Your objective :: Lines from the records below that contain the word "slope" are to be copied out.

*** Block opens ***

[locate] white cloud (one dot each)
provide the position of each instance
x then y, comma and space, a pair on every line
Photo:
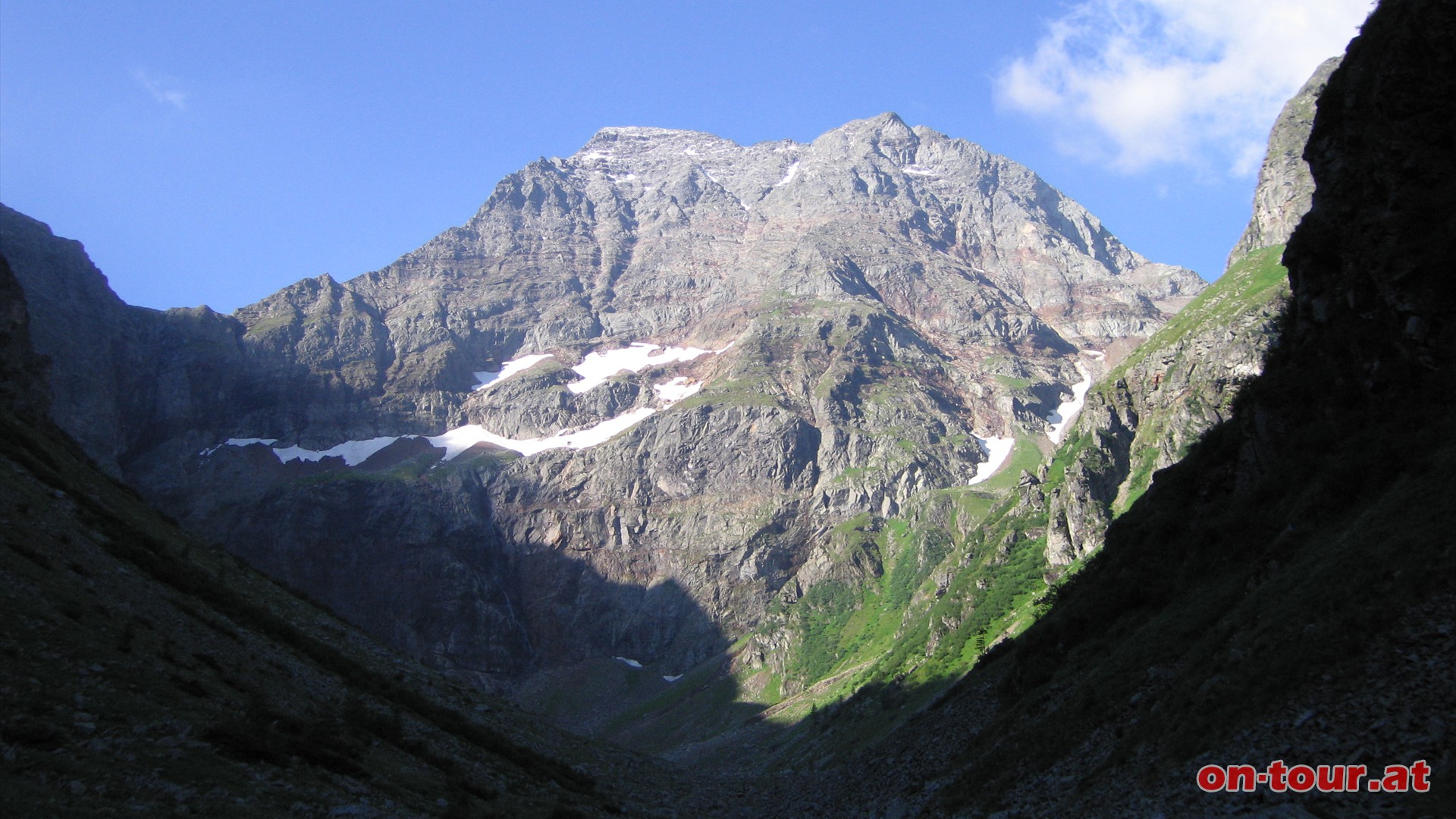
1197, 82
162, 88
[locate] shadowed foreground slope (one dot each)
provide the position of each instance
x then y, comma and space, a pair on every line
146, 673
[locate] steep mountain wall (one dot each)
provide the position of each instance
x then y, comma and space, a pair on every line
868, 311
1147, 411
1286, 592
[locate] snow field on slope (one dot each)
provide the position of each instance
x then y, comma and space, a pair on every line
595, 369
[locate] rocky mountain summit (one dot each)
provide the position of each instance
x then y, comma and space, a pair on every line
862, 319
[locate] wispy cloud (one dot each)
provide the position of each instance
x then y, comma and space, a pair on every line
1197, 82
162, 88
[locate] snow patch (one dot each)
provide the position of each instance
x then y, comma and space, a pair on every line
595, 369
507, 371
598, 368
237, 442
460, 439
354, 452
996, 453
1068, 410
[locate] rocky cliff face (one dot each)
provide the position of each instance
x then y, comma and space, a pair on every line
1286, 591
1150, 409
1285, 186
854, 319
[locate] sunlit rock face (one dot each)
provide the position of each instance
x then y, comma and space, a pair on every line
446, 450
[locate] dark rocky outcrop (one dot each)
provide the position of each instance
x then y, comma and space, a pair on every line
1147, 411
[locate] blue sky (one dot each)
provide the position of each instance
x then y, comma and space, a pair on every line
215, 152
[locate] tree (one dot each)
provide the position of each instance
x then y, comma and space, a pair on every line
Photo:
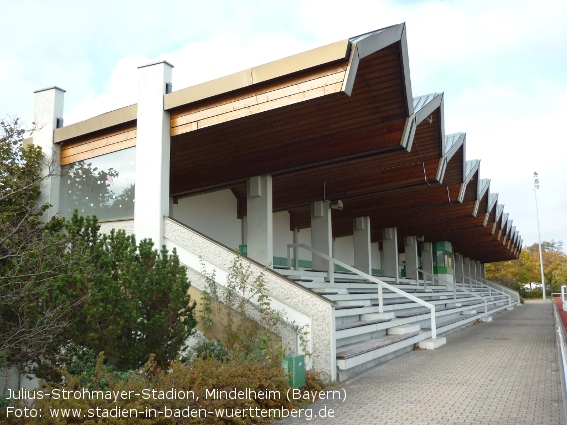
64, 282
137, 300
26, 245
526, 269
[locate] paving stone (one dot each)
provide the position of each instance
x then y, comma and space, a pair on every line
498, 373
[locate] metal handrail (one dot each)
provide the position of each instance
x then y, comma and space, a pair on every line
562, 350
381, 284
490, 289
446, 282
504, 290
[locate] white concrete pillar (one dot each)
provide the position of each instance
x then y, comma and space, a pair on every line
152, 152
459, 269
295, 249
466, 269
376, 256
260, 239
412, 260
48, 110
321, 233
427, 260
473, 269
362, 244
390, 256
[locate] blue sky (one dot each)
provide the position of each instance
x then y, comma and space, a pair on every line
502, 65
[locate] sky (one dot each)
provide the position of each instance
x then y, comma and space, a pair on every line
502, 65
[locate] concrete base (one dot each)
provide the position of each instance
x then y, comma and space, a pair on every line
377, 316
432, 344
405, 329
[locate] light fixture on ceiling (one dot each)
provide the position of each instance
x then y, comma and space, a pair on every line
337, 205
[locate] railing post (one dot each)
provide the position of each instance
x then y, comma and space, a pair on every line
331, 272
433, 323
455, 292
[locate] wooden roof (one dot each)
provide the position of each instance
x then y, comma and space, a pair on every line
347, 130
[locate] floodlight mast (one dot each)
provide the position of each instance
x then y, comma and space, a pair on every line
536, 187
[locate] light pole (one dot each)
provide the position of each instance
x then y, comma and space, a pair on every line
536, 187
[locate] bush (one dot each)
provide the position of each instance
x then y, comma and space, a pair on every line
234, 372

*** Block closes ***
*** Block opens ***

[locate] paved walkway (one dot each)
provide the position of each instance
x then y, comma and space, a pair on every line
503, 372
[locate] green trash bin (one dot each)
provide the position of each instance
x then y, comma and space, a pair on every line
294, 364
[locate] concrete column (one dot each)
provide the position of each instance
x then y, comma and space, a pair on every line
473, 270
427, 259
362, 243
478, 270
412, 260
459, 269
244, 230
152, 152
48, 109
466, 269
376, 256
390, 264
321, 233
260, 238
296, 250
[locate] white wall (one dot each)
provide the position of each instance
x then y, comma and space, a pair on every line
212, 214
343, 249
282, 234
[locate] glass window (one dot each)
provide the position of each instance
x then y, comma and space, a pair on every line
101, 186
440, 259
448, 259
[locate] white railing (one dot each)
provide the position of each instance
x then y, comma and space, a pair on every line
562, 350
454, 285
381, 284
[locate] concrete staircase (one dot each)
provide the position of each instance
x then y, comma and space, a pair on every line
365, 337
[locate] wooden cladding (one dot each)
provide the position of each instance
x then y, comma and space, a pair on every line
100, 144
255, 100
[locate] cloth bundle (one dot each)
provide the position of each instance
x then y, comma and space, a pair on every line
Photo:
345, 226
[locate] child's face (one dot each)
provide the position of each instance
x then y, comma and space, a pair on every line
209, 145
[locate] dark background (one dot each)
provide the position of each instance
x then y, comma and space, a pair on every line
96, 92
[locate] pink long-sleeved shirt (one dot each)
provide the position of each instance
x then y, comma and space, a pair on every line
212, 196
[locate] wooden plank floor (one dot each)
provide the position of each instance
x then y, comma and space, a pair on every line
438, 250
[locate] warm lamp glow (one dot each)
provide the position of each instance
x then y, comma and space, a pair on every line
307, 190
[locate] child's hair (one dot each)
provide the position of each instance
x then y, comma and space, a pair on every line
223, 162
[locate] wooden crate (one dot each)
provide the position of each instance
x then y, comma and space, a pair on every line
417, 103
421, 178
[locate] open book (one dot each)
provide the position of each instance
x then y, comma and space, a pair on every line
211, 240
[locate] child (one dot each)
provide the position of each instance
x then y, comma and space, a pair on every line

*** Block closes ***

Answer area ::
[locate] shadowed foreground slope (one dot each)
[locate] snow field on slope (one dot each)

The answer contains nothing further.